### Task
Wherever a line in the material contains the word "clicks", copy that line.
Data in this exercise START
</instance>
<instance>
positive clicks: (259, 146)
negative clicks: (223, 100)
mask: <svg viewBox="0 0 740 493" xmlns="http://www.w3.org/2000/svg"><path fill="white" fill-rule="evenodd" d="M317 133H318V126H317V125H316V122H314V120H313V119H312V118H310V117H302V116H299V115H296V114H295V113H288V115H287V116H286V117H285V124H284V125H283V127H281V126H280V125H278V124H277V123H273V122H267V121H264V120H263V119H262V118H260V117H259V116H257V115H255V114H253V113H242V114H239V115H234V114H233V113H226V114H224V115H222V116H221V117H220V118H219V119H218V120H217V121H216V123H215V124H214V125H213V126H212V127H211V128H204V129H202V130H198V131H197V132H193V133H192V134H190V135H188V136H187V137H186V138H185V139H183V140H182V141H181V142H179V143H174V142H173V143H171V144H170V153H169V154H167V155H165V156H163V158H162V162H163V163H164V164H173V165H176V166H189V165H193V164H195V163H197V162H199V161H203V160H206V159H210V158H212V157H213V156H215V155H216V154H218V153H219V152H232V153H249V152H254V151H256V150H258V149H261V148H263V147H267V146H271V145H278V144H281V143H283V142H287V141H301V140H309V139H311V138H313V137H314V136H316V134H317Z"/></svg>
Data in this exercise END
### Task answer
positive clicks: (259, 146)
negative clicks: (223, 100)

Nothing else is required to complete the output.